# [Exercise goal]
For the entries below, repeat exactly each line starting with the one that contains "like point(142, 212)." and going on through the one that contains "like point(477, 286).", and no others.

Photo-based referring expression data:
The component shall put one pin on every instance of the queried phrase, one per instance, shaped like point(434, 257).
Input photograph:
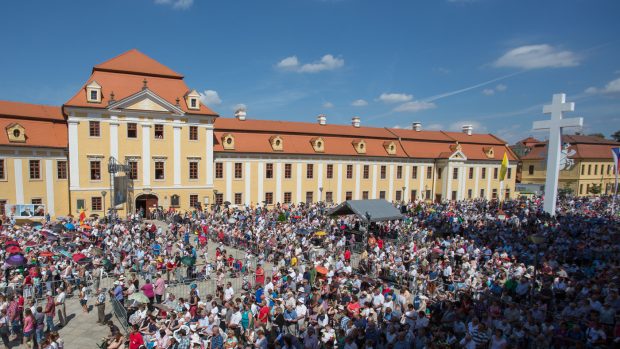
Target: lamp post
point(104, 193)
point(538, 240)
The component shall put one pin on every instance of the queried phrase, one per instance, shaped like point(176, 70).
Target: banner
point(25, 210)
point(120, 190)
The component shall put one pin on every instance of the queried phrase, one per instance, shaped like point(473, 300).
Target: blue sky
point(490, 63)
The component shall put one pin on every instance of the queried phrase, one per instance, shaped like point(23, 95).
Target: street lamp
point(104, 193)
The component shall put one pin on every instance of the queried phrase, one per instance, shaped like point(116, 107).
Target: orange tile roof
point(124, 75)
point(44, 125)
point(587, 147)
point(136, 62)
point(31, 111)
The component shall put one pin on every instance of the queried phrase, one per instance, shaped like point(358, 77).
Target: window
point(159, 170)
point(133, 170)
point(219, 199)
point(238, 170)
point(132, 130)
point(193, 170)
point(96, 203)
point(193, 133)
point(159, 131)
point(288, 171)
point(61, 170)
point(94, 129)
point(219, 170)
point(175, 200)
point(95, 170)
point(193, 201)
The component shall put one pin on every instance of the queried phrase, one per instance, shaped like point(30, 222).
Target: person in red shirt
point(135, 338)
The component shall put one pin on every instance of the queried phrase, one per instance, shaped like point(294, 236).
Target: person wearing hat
point(100, 304)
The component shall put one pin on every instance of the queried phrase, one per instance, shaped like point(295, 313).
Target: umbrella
point(139, 297)
point(16, 260)
point(13, 249)
point(321, 270)
point(187, 260)
point(96, 251)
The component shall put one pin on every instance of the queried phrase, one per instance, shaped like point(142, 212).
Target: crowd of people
point(469, 274)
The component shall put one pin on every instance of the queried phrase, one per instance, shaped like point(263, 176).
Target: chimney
point(468, 129)
point(240, 114)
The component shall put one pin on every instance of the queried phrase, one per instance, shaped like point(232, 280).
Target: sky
point(445, 63)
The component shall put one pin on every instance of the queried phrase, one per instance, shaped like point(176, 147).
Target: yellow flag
point(504, 168)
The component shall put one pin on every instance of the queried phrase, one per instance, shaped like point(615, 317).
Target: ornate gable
point(16, 133)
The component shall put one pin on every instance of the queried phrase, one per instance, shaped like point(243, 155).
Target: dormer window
point(193, 100)
point(93, 92)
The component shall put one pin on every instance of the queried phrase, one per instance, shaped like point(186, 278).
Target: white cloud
point(415, 106)
point(176, 4)
point(240, 106)
point(395, 97)
point(327, 62)
point(210, 97)
point(288, 63)
point(537, 56)
point(612, 87)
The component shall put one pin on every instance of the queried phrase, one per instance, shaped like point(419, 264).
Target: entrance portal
point(146, 203)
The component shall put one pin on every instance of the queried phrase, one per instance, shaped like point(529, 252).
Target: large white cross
point(557, 108)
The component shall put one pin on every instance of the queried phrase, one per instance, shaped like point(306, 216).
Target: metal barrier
point(121, 314)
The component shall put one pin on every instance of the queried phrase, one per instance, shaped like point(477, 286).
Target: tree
point(598, 134)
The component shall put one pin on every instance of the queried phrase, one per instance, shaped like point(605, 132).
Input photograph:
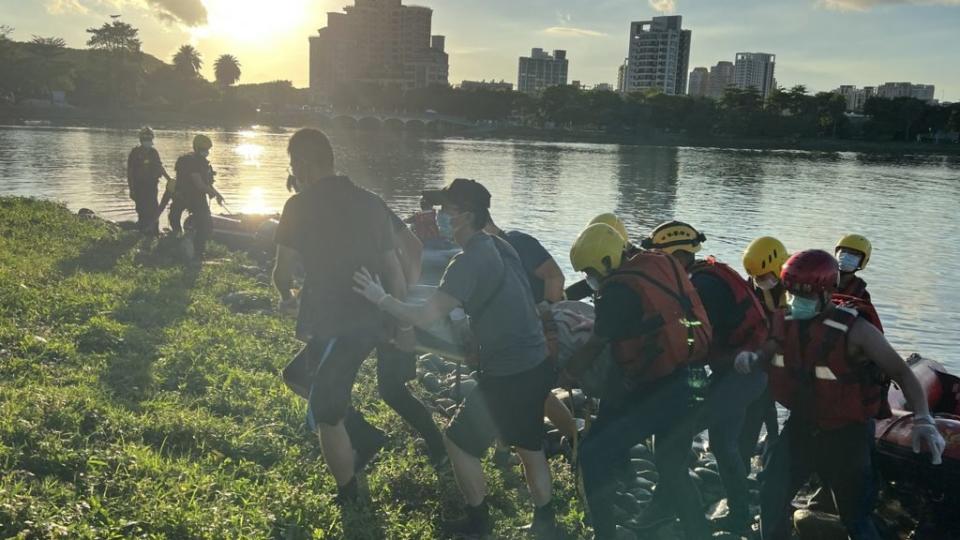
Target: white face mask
point(767, 283)
point(593, 282)
point(849, 261)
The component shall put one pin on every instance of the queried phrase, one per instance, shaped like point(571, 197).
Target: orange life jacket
point(674, 330)
point(814, 378)
point(754, 326)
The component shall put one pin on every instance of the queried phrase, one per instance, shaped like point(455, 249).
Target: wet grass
point(135, 403)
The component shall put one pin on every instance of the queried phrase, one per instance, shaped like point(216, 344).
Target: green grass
point(135, 403)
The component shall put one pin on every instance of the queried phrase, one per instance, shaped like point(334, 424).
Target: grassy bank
point(134, 402)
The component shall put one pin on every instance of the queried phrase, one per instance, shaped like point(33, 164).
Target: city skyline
point(819, 43)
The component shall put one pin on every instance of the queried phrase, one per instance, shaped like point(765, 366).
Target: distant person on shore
point(488, 280)
point(424, 224)
point(194, 188)
point(335, 227)
point(144, 170)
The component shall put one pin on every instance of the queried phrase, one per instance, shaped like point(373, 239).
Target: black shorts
point(324, 371)
point(506, 408)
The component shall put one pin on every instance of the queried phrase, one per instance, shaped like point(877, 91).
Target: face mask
point(445, 225)
point(849, 262)
point(767, 284)
point(593, 282)
point(803, 309)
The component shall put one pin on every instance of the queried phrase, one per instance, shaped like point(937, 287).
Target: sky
point(819, 43)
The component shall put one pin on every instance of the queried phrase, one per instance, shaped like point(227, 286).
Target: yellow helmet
point(599, 247)
point(763, 256)
point(858, 243)
point(674, 236)
point(202, 142)
point(612, 220)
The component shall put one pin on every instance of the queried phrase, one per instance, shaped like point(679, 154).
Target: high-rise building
point(755, 70)
point(925, 92)
point(721, 76)
point(377, 41)
point(699, 82)
point(542, 70)
point(659, 55)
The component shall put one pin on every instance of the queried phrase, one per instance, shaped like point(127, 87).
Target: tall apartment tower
point(377, 41)
point(755, 70)
point(721, 76)
point(699, 82)
point(659, 56)
point(542, 70)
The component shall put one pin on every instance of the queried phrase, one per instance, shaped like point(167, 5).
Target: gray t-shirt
point(504, 320)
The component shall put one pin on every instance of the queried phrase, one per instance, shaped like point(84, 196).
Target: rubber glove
point(927, 436)
point(369, 287)
point(744, 362)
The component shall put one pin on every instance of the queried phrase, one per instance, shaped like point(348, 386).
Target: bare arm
point(283, 271)
point(866, 339)
point(553, 280)
point(411, 254)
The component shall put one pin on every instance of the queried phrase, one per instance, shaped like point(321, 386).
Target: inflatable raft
point(894, 449)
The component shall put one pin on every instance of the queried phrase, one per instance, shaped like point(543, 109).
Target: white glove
point(927, 436)
point(744, 361)
point(369, 287)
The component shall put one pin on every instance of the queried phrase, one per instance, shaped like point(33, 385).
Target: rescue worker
point(827, 374)
point(853, 253)
point(144, 170)
point(740, 326)
point(648, 312)
point(580, 290)
point(194, 187)
point(488, 280)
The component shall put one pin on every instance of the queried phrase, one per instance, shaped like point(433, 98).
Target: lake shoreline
point(133, 118)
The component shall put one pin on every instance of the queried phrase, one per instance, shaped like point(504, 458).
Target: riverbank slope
point(134, 401)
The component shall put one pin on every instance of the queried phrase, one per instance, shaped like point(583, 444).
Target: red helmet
point(810, 271)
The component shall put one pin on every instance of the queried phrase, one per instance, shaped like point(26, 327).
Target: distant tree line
point(790, 113)
point(114, 72)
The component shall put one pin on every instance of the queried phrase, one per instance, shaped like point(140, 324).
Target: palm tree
point(227, 70)
point(187, 61)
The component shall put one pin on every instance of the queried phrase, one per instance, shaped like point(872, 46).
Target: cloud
point(186, 12)
point(664, 6)
point(569, 31)
point(866, 5)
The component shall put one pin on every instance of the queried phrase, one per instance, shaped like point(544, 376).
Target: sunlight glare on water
point(906, 205)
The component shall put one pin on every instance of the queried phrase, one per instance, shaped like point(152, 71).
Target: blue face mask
point(803, 309)
point(445, 225)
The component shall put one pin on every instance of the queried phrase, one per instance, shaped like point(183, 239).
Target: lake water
point(908, 206)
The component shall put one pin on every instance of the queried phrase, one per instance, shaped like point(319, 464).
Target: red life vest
point(754, 326)
point(815, 379)
point(856, 288)
point(674, 330)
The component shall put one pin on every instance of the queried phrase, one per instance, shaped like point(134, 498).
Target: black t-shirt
point(619, 312)
point(337, 227)
point(532, 256)
point(187, 166)
point(143, 167)
point(720, 305)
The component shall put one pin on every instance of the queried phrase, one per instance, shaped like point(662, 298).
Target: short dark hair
point(311, 145)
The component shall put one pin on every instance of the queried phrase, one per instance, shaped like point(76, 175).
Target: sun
point(253, 21)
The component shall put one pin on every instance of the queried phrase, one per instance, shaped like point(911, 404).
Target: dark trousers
point(394, 369)
point(726, 407)
point(842, 457)
point(145, 201)
point(663, 409)
point(200, 220)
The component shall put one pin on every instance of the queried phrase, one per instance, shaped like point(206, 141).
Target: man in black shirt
point(194, 188)
point(335, 228)
point(144, 170)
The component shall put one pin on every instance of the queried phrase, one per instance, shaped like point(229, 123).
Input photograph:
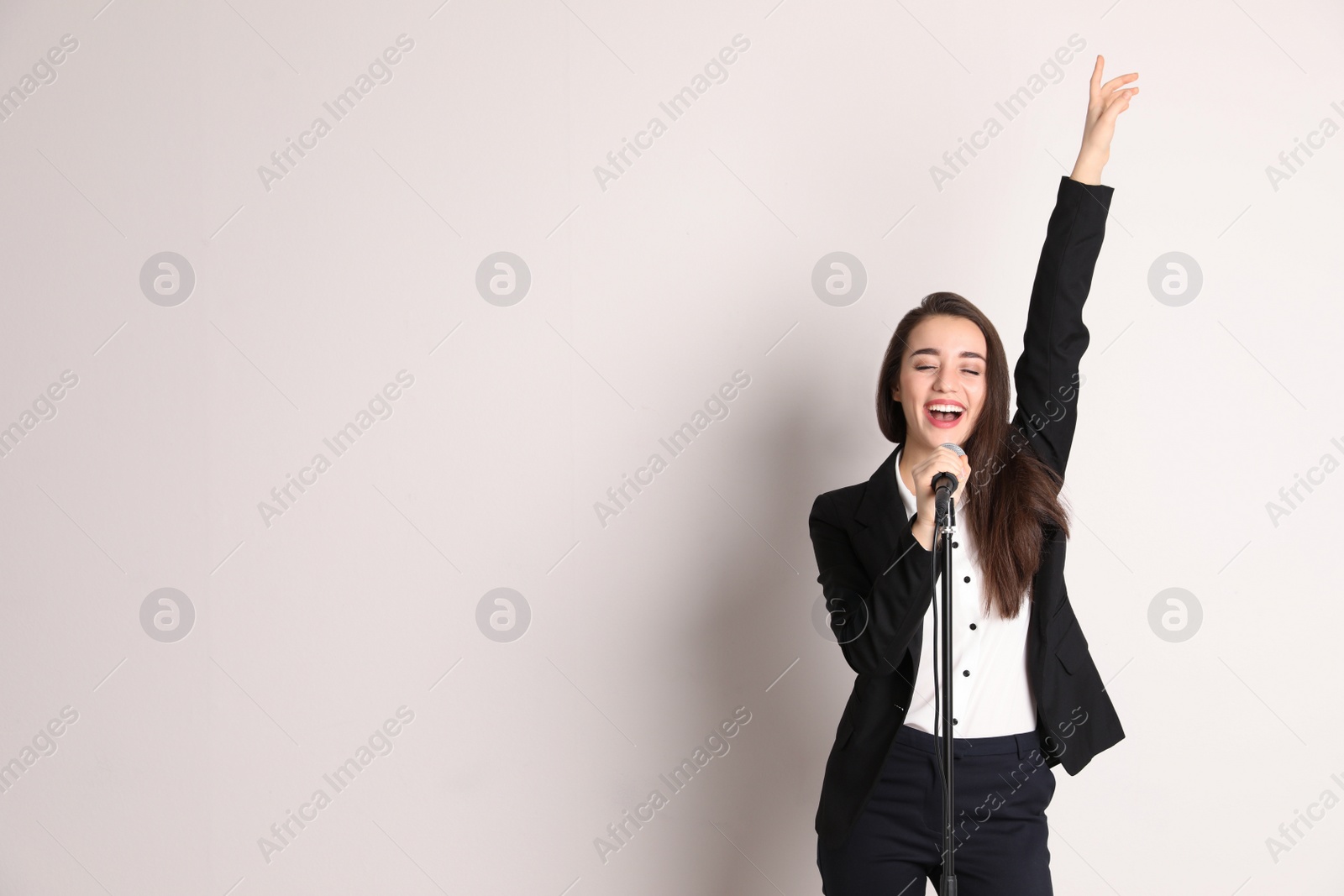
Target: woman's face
point(944, 365)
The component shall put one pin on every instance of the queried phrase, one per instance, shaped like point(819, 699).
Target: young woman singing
point(1027, 694)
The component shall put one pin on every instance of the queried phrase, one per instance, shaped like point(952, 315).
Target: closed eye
point(929, 367)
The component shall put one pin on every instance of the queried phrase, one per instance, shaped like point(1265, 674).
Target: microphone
point(944, 485)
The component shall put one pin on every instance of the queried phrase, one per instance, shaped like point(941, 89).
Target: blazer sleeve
point(873, 620)
point(1046, 376)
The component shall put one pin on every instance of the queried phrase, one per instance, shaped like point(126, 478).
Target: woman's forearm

# [Exercise output]
The component shall put one pin on every instance of the queried phrase, one per instance, shaped like point(142, 212).
Target: crowd of people
point(469, 274)
The component shall put one pin on every instance of the queried phrase, one per instance, shaped like point(263, 176).
Target: chimney
point(468, 129)
point(240, 114)
The component shall put one pin on every instance of the queried phrase, one per instance, shaped like point(232, 280).
Target: sky
point(445, 63)
The component shall put one pin on every instance of the queried phrase, one per instance, shaped like point(176, 147).
Target: yellow flag
point(504, 168)
The component shall put one pin on every instance of the queried phrase, one per instance, shaped like point(615, 317).
Target: ornate gable
point(16, 133)
The component shall put one pin on every instance of the queried phrase, one per instance, shaped like point(243, 155).
Target: dormer window
point(193, 100)
point(93, 92)
The component shall put one pin on every instance of the queried phrase, one per instance, shaped like point(186, 278).
Target: white cloud
point(415, 106)
point(176, 4)
point(240, 106)
point(395, 97)
point(327, 62)
point(210, 97)
point(288, 63)
point(537, 56)
point(612, 87)
The component shall put one pin on every instance of the queried phrase, one per instance, shaped like point(419, 264).
Target: entrance portal
point(146, 203)
The component shall put one pin on every instance of the queried phrase, one per instance, shaped like point(529, 252).
Target: large white cross
point(557, 108)
The component shall put one pin on every instance of the queried phrase, one per instance, shaped like point(306, 216).
Target: metal barrier
point(121, 314)
The component shall put one pin on every instance of the queried phrase, one per instance, shaped like point(477, 286).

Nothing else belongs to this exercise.